#### Exercise
From the line that has "Objective: provide one point per instance of the white shorts." down to the final line of the listing below, transcribe every line exactly, and only those.

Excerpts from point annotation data
┌──

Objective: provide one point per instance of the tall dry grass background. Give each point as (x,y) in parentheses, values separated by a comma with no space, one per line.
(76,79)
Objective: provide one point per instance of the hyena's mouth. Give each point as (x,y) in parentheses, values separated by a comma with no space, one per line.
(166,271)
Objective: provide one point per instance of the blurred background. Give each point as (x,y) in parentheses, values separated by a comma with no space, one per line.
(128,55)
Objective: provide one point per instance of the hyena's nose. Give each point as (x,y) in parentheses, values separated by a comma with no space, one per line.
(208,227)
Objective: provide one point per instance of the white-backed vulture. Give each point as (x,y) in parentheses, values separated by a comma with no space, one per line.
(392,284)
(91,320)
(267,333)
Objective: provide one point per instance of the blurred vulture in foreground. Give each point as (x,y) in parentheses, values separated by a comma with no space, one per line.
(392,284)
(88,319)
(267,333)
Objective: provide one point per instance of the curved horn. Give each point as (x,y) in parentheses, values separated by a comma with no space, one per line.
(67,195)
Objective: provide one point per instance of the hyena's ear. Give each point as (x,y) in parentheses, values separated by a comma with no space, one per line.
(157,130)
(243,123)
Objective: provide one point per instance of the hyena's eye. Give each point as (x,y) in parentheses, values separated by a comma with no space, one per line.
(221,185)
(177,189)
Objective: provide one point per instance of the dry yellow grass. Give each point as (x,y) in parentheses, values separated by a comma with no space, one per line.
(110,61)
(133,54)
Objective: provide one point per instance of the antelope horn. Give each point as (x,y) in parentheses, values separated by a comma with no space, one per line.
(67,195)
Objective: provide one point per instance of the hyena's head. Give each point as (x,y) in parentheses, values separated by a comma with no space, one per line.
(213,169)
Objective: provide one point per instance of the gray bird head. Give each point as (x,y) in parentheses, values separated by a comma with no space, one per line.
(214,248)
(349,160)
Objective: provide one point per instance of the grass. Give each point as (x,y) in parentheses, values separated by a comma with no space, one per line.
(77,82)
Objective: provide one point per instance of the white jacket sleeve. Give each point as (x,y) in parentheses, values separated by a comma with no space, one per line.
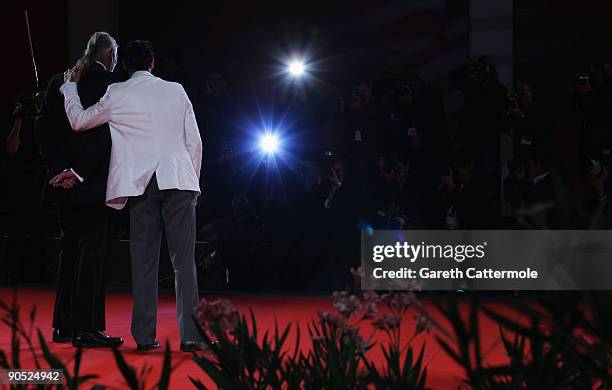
(80,119)
(193,142)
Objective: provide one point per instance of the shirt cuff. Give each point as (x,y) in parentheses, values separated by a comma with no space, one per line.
(68,88)
(75,174)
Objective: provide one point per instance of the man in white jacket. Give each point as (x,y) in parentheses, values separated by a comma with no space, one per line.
(155,166)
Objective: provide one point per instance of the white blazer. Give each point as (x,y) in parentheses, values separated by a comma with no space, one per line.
(153,131)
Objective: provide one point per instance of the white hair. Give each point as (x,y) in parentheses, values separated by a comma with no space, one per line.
(98,42)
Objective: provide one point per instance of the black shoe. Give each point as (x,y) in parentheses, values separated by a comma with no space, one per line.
(95,338)
(61,336)
(192,346)
(147,347)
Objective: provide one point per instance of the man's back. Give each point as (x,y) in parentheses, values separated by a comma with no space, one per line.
(88,153)
(153,131)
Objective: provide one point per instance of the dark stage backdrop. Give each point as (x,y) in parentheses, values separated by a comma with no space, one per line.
(348,39)
(48,27)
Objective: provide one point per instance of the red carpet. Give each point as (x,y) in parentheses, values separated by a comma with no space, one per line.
(443,373)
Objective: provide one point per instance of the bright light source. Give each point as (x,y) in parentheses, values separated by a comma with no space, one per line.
(269,143)
(296,68)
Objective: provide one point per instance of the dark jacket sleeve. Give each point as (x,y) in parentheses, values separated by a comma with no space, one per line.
(50,126)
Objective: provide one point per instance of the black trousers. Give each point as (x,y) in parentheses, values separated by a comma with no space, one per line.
(79,302)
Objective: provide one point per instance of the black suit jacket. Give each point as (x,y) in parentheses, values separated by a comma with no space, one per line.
(87,153)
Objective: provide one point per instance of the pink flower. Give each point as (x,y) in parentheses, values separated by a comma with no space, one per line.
(371,311)
(423,322)
(347,305)
(387,322)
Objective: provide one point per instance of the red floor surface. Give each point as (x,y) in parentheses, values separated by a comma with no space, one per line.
(442,373)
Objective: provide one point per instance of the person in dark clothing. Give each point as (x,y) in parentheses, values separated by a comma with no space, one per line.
(24,195)
(80,162)
(462,199)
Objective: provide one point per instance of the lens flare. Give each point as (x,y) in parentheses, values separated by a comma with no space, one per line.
(296,68)
(269,143)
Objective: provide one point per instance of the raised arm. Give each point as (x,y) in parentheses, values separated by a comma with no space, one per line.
(80,119)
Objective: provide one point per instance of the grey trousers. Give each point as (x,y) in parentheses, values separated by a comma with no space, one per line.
(175,208)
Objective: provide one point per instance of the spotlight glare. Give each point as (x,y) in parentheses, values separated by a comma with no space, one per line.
(269,143)
(296,68)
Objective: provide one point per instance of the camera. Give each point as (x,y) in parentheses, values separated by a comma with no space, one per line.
(25,107)
(390,165)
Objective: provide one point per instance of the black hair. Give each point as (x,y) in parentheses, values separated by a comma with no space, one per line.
(138,55)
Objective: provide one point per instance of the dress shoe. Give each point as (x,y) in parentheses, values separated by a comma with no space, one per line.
(95,338)
(147,347)
(192,346)
(61,336)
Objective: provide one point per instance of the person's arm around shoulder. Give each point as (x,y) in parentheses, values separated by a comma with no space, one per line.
(94,116)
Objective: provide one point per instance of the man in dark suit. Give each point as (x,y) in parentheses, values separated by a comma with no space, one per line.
(80,162)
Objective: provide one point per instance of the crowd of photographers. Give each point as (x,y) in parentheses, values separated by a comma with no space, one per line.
(383,155)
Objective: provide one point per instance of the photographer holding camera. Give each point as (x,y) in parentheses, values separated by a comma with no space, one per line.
(25,194)
(400,199)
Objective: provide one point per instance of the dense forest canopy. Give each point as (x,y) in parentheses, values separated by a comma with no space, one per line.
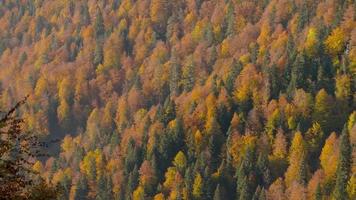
(195,99)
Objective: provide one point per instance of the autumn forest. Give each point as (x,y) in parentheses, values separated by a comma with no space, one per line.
(178,99)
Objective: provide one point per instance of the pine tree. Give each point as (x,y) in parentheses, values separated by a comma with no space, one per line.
(217,193)
(99,27)
(98,54)
(318,193)
(344,166)
(263,172)
(82,188)
(174,74)
(188,79)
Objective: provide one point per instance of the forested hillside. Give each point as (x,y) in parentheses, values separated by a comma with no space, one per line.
(194,99)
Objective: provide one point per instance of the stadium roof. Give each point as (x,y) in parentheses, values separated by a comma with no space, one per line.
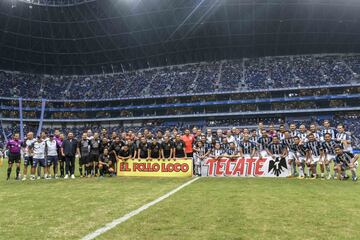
(97,36)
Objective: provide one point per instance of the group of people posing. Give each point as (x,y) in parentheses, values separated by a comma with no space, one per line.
(97,153)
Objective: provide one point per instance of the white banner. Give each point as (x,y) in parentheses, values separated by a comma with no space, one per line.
(245,167)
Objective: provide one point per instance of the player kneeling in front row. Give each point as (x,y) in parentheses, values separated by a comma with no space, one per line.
(105,164)
(345,161)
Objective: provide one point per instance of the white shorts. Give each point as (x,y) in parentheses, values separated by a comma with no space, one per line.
(291,156)
(330,157)
(263,154)
(315,159)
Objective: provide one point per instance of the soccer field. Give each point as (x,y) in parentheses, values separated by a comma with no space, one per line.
(209,208)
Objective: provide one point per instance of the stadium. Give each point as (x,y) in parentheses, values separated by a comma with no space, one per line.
(179,119)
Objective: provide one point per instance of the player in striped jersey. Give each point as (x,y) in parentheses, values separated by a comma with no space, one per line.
(276,148)
(232,152)
(288,141)
(301,155)
(315,153)
(247,148)
(217,152)
(293,130)
(263,143)
(303,133)
(313,130)
(328,148)
(328,129)
(344,138)
(344,161)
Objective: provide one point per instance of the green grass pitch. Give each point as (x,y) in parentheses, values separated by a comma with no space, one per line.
(210,208)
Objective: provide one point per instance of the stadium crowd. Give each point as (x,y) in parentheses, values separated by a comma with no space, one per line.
(303,146)
(231,75)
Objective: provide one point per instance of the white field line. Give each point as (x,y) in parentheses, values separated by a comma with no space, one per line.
(124,218)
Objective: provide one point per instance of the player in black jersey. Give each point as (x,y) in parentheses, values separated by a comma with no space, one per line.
(345,161)
(95,154)
(167,148)
(155,149)
(143,149)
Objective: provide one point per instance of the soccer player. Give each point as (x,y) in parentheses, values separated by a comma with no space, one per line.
(217,152)
(179,148)
(28,158)
(38,151)
(95,152)
(328,129)
(344,161)
(200,153)
(69,150)
(263,142)
(143,149)
(293,130)
(303,133)
(83,150)
(52,148)
(167,148)
(276,148)
(344,138)
(328,148)
(188,140)
(59,139)
(14,147)
(301,155)
(247,148)
(315,154)
(232,152)
(105,163)
(288,141)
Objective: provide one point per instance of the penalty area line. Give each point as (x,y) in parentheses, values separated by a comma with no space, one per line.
(126,217)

└──

#### The solution
Objective: provide one point per instance of the white shorts. Give each point as (x,y) in parentheses, values separated by a comma with no space, one per line.
(291,156)
(330,157)
(263,154)
(315,159)
Objective: provide one point per instance of the soccer field. Give each point as (x,y) in parentheses, values separated by a comma with no space, one per line.
(209,208)
Objective: provide one point per instance of the stadium. Give each point as (x,y) in parentheses, values separated by a comma with no space, one per line.
(179,119)
Objective: provide one point per instance of the player in striped jersey. Give each point as (x,y) in parentheses, values separated by a comma with no space, one per line.
(276,148)
(232,152)
(288,141)
(301,155)
(315,153)
(247,148)
(217,152)
(293,130)
(263,143)
(303,133)
(313,130)
(328,148)
(328,129)
(344,138)
(344,161)
Objective: provide one point per instance of the green grass pitch. Give each point as (x,y) in parentheses, values separated by a comma with no space, one per line.
(210,208)
Objective: provide one point per instance of the stadium crowd. Give each point as (x,y) in parentheses, values separated by a comma with no space, one per line.
(303,146)
(231,75)
Objective: provide one point per instance of the white field line. Give each point as (x,y) in parentheses, values separated by a comma with no space, one per line.
(124,218)
Objective: provide one point per instance of the player in black jersey. Give each point as (x,y) in parentheses, values separated by a comma with no space, one per line.
(345,161)
(95,154)
(167,148)
(155,149)
(143,149)
Objective: provide one point per instance of the soccer player. Give each point as (x,y) in parentheses, values separated by a comma with no space, one per line.
(217,152)
(179,148)
(28,158)
(38,151)
(95,152)
(328,129)
(344,161)
(200,153)
(69,150)
(263,142)
(143,149)
(293,130)
(303,133)
(83,150)
(52,148)
(167,148)
(276,148)
(344,138)
(328,148)
(188,140)
(59,139)
(14,147)
(301,155)
(247,148)
(315,154)
(232,152)
(105,163)
(288,141)
Objective: provide one point per instance of the penalty area line. Give each point as (x,y) in parentheses, values separated by a comma with no space, one per line.
(126,217)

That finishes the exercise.